- _Supplied passage_:
═══

Hundreds wait to pay respects to leader who blocked Meech Lake accord

WINNIPEG – Hundreds of people lined up inside the Manitoba legislature Monday to pay their respects to Elijah Harper, the aboriginal politician whose quiet but firm resistance to the Meech Lake constitutional accord became a symbolic moment for indigenous rights.

“He gave us all inspiration to know that it’s OK to say no sometimes,” Derek Nepinak, grand chief of the Assembly of Manitoba Chiefs, said before taking his turn to walk by Harper’s casket.

“I think the legacy that he left will continue to inspire us and keep us on a good path.”

People young and old slowly made their way past the open casket, draped in a Manitoba flag and with an eagle-feather headdress sitting on top. Nearby were portraits of Harper with an eagle feather in his hand, similar to the one he held in 1990 inside the legislature chamber when he denied the unanimous consent needed to rush the accord through to final approval.

“I brought my niece to be exposed to aboriginal history. Elijah was a role model,” said Margaret Pollock, whose nine-year-old niece is set to attend a non-aboriginal school in Winnipeg for the first time this fall.

Harper was born on the Red Sucker Lake reserve in northern Manitoba, and like many of his generation, attended a residential school. Afterward, he furthered his education in Winnipeg and came across other future aboriginal leaders — Phil Fontaine, Ovide Mercredi, and Eric Robinson, who is Manitoba’s deputy premier and holds Harper’s former legislature seat.

“Elijah was always the quiet one in the crowd, he didn’t speak very much,” Robinson recalled Monday.

═══

- _Data section_:
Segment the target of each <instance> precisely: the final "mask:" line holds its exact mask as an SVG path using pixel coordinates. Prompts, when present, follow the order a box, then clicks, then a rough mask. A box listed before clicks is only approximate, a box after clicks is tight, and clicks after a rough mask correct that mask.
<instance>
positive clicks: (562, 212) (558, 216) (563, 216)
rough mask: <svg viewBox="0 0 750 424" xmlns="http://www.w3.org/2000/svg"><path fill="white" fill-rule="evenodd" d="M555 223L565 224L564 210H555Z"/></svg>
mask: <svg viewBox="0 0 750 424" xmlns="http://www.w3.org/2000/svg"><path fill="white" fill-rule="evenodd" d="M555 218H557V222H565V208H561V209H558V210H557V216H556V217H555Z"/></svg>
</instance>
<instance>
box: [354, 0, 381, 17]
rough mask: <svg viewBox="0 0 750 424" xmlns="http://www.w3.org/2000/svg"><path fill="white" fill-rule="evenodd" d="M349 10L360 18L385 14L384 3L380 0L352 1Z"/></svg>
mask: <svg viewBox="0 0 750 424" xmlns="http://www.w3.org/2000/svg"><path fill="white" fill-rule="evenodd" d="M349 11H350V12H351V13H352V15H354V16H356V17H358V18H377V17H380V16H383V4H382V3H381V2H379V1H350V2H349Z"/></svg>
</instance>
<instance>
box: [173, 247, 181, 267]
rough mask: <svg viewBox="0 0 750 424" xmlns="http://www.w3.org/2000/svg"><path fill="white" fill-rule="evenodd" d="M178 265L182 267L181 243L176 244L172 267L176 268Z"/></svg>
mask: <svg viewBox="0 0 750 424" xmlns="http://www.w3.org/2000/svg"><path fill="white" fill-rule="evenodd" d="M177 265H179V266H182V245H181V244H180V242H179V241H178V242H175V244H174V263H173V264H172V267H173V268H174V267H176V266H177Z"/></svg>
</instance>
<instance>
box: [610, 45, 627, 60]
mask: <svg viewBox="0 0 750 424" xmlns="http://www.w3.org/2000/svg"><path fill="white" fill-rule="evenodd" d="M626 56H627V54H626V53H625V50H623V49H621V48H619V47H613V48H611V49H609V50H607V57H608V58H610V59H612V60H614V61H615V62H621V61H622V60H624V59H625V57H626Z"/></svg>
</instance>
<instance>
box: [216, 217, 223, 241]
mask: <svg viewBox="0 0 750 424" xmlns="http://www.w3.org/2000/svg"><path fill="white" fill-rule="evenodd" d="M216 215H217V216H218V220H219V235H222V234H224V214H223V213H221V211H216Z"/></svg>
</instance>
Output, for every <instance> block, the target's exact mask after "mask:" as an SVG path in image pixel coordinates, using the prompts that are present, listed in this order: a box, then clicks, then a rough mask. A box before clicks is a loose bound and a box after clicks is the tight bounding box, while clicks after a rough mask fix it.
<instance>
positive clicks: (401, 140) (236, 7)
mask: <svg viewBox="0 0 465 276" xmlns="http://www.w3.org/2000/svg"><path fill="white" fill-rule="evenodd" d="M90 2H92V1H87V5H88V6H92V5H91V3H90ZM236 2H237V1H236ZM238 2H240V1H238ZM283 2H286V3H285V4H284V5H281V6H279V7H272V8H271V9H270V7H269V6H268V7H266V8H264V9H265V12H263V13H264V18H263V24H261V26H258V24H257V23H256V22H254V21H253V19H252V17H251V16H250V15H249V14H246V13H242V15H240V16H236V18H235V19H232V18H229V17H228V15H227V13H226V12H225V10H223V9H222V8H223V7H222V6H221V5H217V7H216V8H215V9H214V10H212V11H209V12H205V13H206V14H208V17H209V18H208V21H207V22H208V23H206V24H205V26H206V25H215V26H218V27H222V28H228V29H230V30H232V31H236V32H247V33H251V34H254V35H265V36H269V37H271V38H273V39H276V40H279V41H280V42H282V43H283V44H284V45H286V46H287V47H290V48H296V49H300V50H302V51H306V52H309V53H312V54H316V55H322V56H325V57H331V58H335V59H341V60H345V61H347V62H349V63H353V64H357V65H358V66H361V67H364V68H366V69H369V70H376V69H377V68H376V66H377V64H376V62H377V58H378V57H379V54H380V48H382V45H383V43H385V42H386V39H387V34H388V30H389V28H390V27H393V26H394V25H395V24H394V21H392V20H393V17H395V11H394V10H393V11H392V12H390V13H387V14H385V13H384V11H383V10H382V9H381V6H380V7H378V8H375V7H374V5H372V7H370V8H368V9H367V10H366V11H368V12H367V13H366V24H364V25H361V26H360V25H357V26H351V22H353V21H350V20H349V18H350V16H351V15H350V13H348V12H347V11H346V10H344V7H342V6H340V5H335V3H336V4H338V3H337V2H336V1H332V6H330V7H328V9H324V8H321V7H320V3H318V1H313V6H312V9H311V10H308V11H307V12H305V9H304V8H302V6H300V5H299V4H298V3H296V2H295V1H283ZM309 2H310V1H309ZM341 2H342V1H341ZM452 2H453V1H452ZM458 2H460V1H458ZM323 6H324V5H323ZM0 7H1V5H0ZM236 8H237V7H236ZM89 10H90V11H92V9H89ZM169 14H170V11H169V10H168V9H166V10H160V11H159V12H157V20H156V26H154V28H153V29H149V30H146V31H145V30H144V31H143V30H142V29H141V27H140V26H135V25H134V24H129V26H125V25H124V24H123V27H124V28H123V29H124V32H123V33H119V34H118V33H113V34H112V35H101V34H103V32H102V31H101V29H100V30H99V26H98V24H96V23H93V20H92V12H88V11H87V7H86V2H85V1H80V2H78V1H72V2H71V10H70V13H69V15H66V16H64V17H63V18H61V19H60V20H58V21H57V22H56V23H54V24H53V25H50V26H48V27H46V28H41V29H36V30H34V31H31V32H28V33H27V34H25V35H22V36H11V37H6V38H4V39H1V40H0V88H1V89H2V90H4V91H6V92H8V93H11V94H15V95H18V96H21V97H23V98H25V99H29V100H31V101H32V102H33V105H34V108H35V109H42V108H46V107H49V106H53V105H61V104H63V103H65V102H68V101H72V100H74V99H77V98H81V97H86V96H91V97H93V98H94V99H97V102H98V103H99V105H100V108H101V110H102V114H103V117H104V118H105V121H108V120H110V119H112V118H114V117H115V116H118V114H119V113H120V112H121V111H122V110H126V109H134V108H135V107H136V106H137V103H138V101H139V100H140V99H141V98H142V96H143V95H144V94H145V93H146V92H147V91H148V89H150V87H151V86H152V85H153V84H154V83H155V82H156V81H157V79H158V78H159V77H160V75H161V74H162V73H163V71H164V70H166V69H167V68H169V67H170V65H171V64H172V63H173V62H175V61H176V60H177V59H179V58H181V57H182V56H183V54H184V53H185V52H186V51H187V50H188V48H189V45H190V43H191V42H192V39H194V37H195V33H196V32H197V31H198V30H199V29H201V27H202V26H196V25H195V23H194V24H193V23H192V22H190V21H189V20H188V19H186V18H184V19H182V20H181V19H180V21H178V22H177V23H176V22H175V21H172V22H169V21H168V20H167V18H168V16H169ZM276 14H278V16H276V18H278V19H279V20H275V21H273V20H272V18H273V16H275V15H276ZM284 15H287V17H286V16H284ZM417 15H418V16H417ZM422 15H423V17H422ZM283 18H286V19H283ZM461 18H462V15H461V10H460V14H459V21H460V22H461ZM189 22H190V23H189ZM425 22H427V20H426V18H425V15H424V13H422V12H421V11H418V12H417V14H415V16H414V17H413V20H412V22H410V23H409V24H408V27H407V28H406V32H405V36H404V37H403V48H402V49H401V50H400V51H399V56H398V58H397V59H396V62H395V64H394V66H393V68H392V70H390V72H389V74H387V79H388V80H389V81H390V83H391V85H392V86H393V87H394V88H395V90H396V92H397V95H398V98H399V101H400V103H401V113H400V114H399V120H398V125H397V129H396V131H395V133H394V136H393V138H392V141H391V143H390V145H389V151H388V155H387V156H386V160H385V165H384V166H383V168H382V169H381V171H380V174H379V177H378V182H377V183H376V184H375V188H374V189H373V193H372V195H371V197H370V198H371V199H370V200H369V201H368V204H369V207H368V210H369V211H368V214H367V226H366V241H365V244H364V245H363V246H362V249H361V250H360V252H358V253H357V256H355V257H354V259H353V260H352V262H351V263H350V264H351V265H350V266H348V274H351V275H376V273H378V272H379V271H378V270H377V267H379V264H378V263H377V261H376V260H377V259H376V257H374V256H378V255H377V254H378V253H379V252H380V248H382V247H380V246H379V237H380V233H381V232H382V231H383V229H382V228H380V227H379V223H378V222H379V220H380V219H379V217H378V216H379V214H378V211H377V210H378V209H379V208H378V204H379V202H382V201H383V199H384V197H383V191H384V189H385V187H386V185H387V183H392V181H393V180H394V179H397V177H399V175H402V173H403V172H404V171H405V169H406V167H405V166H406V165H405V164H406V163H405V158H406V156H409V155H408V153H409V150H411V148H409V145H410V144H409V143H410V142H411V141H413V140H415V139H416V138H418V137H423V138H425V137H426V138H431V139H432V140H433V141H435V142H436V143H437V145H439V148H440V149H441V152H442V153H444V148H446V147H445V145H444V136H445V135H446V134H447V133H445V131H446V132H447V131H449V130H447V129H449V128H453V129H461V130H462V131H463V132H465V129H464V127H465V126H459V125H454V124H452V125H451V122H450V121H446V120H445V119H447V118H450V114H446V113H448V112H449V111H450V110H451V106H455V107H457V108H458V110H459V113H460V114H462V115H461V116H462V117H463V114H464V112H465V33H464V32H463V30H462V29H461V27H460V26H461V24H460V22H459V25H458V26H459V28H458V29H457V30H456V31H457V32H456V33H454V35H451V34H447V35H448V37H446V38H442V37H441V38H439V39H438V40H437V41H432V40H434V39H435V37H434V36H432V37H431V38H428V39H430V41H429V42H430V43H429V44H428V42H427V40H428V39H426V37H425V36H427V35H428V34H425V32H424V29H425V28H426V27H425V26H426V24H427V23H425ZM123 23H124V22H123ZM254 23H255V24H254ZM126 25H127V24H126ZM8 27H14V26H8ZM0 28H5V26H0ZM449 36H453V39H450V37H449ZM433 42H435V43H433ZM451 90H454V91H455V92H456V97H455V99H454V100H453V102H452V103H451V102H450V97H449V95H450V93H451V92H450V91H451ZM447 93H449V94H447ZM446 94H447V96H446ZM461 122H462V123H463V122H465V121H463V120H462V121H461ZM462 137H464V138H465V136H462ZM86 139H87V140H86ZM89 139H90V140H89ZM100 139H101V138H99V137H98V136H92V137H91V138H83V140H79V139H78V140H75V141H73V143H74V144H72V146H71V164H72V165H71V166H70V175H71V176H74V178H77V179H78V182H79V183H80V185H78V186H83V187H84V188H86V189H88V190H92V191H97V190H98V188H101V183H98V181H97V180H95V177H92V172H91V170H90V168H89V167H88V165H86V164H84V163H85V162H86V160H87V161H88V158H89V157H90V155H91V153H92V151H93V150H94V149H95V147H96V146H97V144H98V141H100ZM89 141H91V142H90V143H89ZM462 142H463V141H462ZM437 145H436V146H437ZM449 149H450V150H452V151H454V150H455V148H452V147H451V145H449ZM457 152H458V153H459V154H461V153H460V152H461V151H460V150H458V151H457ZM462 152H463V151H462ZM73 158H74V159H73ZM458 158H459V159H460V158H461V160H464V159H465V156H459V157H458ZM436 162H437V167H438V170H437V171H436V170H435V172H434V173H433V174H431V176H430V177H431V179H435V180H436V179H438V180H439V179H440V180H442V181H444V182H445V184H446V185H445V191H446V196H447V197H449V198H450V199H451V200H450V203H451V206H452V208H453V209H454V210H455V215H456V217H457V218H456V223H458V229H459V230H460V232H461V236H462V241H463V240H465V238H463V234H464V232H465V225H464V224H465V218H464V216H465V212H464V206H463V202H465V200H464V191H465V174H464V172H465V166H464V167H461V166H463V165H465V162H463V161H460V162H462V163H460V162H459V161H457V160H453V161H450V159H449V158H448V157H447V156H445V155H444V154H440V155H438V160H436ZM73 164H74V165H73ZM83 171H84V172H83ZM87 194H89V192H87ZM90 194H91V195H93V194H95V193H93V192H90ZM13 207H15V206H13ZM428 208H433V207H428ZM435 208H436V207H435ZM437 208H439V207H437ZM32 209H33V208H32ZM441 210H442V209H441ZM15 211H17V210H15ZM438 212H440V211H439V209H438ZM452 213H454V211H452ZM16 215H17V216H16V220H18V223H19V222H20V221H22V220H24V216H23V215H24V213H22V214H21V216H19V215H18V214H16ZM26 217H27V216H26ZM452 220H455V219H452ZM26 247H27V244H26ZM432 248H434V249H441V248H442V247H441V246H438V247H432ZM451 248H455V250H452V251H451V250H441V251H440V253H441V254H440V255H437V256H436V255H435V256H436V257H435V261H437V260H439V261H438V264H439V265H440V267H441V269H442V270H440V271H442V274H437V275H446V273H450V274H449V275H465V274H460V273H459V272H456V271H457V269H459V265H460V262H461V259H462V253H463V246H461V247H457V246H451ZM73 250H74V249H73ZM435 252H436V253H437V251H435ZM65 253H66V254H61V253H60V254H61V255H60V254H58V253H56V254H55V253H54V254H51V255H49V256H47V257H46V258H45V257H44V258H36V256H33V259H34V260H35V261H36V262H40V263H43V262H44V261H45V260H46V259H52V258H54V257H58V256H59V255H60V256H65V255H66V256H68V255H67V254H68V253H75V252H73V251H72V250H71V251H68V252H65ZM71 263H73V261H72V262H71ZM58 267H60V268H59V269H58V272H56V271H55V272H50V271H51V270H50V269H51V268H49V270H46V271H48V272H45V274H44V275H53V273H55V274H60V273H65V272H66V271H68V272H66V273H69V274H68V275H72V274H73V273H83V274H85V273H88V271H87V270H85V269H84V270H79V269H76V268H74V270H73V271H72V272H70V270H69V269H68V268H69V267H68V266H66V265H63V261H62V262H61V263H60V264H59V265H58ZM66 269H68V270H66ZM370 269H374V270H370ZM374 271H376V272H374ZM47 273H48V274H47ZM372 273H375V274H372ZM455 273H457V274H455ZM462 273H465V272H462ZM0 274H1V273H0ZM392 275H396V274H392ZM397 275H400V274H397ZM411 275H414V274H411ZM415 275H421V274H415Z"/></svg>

═══

- _Exercise requirements_:
a) Reproduce the news report verbatim, taking everything from "WINNIPEG – Hundreds" down to "by Harper’s casket.".
b) Locate each line of the records in which the string "clicks" occurs, and copy those lines in full; matching is case-sensitive.
The news report and the records are unrelated and should be treated independently.

- _Answers below_:
a)
WINNIPEG – Hundreds of people lined up inside the Manitoba legislature Monday to pay their respects to Elijah Harper, the aboriginal politician whose quiet but firm resistance to the Meech Lake constitutional accord became a symbolic moment for indigenous rights.

“He gave us all inspiration to know that it’s OK to say no sometimes,” Derek Nepinak, grand chief of the Assembly of Manitoba Chiefs, said before taking his turn to walk by Harper’s casket.

b)
Segment the target of each <instance> precisely: the final "mask:" line holds its exact mask as an SVG path using pixel coordinates. Prompts, when present, follow the order a box, then clicks, then a rough mask. A box listed before clicks is only approximate, a box after clicks is tight, and clicks after a rough mask correct that mask.
positive clicks: (562, 212) (558, 216) (563, 216)
Output, for every <instance> block, the target's exact mask after "mask:" as an SVG path in image pixel coordinates, using the prompts that are present, listed in this order: a box, then clicks, then a rough mask. A box before clicks is a loose bound and a box after clicks is the tight bounding box, while clicks after a rough mask fix it.
positive clicks: (401, 140) (236, 7)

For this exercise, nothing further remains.